* STATED EXERCISE
The entries below are to be written out again without alteration.

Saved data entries
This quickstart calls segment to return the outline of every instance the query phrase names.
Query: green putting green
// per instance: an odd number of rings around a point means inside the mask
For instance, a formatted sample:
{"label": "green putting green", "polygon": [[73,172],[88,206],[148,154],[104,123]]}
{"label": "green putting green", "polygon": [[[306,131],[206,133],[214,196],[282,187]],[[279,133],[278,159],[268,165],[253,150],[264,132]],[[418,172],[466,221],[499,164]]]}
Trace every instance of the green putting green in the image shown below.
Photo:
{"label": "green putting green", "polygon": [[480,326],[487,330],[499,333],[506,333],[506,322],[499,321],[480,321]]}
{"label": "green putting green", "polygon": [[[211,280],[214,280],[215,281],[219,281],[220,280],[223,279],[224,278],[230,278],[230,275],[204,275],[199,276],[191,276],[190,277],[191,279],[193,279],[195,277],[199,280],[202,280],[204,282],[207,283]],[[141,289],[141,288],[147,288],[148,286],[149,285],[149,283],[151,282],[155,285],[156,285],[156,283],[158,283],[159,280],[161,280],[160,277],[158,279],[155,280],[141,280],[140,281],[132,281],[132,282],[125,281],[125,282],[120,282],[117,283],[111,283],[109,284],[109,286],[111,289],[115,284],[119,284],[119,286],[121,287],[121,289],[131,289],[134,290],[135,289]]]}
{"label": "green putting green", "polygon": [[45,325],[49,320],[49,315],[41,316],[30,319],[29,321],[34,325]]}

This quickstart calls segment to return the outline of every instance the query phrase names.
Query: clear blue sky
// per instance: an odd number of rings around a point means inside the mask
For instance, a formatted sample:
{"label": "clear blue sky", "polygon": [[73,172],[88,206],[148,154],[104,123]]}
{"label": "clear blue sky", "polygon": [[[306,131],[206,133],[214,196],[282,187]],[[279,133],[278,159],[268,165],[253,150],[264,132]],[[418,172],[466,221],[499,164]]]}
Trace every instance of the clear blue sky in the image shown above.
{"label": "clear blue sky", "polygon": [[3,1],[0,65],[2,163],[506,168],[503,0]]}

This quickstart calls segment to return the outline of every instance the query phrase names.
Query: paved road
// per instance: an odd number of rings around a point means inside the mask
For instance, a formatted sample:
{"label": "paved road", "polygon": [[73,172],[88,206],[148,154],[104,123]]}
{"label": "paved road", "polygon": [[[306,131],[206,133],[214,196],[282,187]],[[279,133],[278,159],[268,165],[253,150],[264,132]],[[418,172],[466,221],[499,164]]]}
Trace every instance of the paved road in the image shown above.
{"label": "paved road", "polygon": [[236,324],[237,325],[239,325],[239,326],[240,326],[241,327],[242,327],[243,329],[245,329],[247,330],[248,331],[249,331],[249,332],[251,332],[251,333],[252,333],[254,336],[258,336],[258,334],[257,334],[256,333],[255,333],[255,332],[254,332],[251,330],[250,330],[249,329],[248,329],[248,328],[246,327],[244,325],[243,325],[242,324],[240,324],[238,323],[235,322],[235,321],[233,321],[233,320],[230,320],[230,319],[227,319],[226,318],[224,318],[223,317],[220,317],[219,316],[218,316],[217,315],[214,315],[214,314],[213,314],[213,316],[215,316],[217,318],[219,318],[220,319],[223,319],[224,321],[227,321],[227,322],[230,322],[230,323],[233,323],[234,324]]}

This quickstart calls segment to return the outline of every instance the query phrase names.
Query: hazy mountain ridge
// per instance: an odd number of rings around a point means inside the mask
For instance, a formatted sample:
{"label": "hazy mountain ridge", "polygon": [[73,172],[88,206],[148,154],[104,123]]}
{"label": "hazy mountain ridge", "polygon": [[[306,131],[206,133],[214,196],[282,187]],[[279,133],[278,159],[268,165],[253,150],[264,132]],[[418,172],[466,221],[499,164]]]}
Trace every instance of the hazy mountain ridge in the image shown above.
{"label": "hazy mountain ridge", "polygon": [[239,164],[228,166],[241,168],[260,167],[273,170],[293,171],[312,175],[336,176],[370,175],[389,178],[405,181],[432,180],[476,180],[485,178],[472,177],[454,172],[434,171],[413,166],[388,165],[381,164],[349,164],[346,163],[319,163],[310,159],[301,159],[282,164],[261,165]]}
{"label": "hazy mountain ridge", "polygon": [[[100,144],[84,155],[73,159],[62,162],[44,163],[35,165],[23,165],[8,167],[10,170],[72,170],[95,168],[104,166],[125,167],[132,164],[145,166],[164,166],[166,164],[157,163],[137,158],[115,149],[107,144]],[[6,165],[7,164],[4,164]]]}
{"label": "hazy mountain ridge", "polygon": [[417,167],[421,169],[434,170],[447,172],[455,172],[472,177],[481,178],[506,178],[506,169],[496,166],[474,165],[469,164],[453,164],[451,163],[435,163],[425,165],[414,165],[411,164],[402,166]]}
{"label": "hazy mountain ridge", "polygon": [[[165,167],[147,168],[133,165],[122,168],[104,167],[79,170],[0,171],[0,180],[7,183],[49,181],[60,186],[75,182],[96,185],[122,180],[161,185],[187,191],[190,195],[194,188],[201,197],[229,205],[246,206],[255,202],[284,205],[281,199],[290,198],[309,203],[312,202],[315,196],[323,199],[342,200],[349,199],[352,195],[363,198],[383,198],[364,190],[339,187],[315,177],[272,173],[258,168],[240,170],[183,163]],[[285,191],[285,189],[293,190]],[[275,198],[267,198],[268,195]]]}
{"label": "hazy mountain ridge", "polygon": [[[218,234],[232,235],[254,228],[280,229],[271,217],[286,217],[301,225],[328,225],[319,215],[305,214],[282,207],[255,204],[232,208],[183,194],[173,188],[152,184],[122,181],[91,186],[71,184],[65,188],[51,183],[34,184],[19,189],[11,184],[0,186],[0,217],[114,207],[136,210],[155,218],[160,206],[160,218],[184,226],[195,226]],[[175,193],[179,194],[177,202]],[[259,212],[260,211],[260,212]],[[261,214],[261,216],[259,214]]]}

* SOLUTION FOR THIS PROBLEM
This quickstart calls segment to return the outline of every instance the query phrase names.
Query: green putting green
// per instance: an odd number of rings around a point means inside the mask
For instance, a formatted sample:
{"label": "green putting green", "polygon": [[73,172],[88,206],[148,154],[104,123]]}
{"label": "green putting green", "polygon": [[[306,131],[206,133],[214,196],[282,187]],[[279,133],[278,159],[268,165],[253,150],[264,132]],[[418,172],[466,221],[499,164]]]}
Trace every instance of the green putting green in the image shown below.
Photo:
{"label": "green putting green", "polygon": [[480,326],[487,330],[499,333],[506,333],[506,322],[499,321],[480,321]]}
{"label": "green putting green", "polygon": [[[211,280],[214,280],[215,281],[219,281],[220,280],[223,279],[224,278],[230,278],[230,275],[204,275],[199,276],[191,276],[190,277],[191,279],[193,279],[195,277],[199,280],[202,280],[204,282],[207,283]],[[141,289],[141,288],[147,288],[148,286],[149,285],[149,283],[151,282],[155,285],[156,285],[156,283],[158,283],[159,280],[161,280],[160,277],[158,279],[155,280],[141,280],[140,281],[132,281],[132,282],[125,281],[125,282],[120,282],[117,283],[111,283],[109,284],[109,286],[111,289],[115,284],[119,284],[119,286],[121,287],[121,289],[131,289],[134,290],[135,289]]]}
{"label": "green putting green", "polygon": [[45,325],[49,320],[49,315],[41,316],[30,319],[29,321],[34,325]]}

This quickstart calls segment to return the outline of every instance the query phrase names.
Query: clear blue sky
// per instance: an odd number of rings around a point means inside the mask
For instance, a formatted sample:
{"label": "clear blue sky", "polygon": [[73,172],[88,206],[148,154],[104,123]]}
{"label": "clear blue sky", "polygon": [[[306,131],[206,133],[214,196],[282,187]],[[279,133],[278,159],[268,165],[253,150],[264,132]],[[418,172],[466,221],[499,164]]]}
Trace every instance of the clear blue sky in the image shown above.
{"label": "clear blue sky", "polygon": [[3,1],[0,65],[2,163],[506,168],[503,0]]}

This quickstart calls segment to return the outline of every instance the query phrase names.
Query: paved road
// per instance: an odd number of rings around a point means inside the mask
For instance, a formatted sample:
{"label": "paved road", "polygon": [[73,172],[88,206],[148,154],[104,123]]}
{"label": "paved road", "polygon": [[[306,131],[206,133],[214,196],[282,187]],[[279,133],[278,159],[268,165],[253,150],[264,132]],[[418,172],[466,221],[499,164]]]}
Trace every instance of the paved road in the image shown above.
{"label": "paved road", "polygon": [[236,324],[237,325],[239,325],[239,326],[240,326],[241,327],[242,327],[243,329],[245,329],[247,330],[248,331],[249,331],[249,332],[251,332],[251,333],[252,333],[254,336],[258,336],[258,334],[257,334],[256,333],[255,333],[255,332],[254,332],[251,330],[250,330],[249,329],[248,329],[248,328],[246,327],[244,325],[243,325],[242,324],[240,324],[238,323],[235,322],[235,321],[233,321],[233,320],[230,320],[230,319],[227,319],[226,318],[224,318],[223,317],[220,317],[219,316],[218,316],[217,315],[214,315],[214,314],[213,314],[213,316],[215,316],[217,318],[219,318],[220,319],[223,319],[224,321],[227,321],[227,322],[230,322],[230,323],[233,323],[234,324]]}

This quickstart calls segment to return the outline of every instance the query phrase names.
Query: hazy mountain ridge
// per instance: an odd number of rings around a point means inside the mask
For instance, a formatted sample:
{"label": "hazy mountain ridge", "polygon": [[73,172],[88,206],[148,154],[104,123]]}
{"label": "hazy mountain ridge", "polygon": [[[306,131],[206,133],[214,196],[282,187]],[[279,133],[278,159],[268,165],[253,150],[264,132]],[[418,172],[466,221],[499,164]]]}
Trace every instance of the hazy mountain ridge in the image shown above.
{"label": "hazy mountain ridge", "polygon": [[239,164],[228,166],[241,168],[260,167],[273,170],[293,171],[312,175],[336,176],[370,175],[389,178],[405,181],[432,180],[476,180],[485,178],[472,177],[454,172],[434,171],[413,166],[388,165],[381,164],[349,164],[346,163],[319,163],[310,159],[301,159],[282,164],[261,165]]}
{"label": "hazy mountain ridge", "polygon": [[[100,144],[84,155],[73,159],[62,162],[44,163],[35,165],[23,165],[8,167],[10,170],[72,170],[95,168],[104,166],[125,167],[132,164],[145,166],[164,166],[166,164],[157,163],[137,158],[115,149],[107,144]],[[6,165],[7,164],[4,164]]]}
{"label": "hazy mountain ridge", "polygon": [[417,167],[421,169],[434,170],[447,172],[455,172],[472,177],[481,178],[506,178],[506,169],[496,166],[474,165],[469,164],[453,164],[451,163],[435,163],[425,165],[414,165],[411,164],[402,166]]}
{"label": "hazy mountain ridge", "polygon": [[[165,167],[147,168],[133,165],[122,168],[104,167],[79,170],[0,171],[0,180],[7,183],[49,181],[60,186],[75,182],[96,185],[122,180],[161,185],[187,191],[190,195],[194,188],[201,197],[229,205],[246,206],[255,202],[284,205],[281,199],[290,198],[309,203],[312,202],[315,196],[323,199],[342,200],[349,199],[352,195],[363,198],[383,198],[364,190],[339,187],[315,177],[272,173],[258,168],[240,170],[183,163]],[[285,191],[285,189],[293,190]],[[275,198],[267,198],[268,195]]]}
{"label": "hazy mountain ridge", "polygon": [[[218,234],[232,235],[254,228],[280,229],[271,217],[286,217],[301,225],[328,225],[319,215],[305,214],[282,207],[255,204],[232,208],[183,194],[173,188],[152,184],[122,181],[91,186],[71,184],[65,188],[51,183],[34,184],[19,189],[11,184],[0,186],[0,217],[114,207],[136,210],[155,218],[160,206],[160,218],[184,226],[195,226]],[[175,193],[179,194],[177,202]],[[259,212],[260,211],[260,212]],[[261,214],[261,216],[259,214]]]}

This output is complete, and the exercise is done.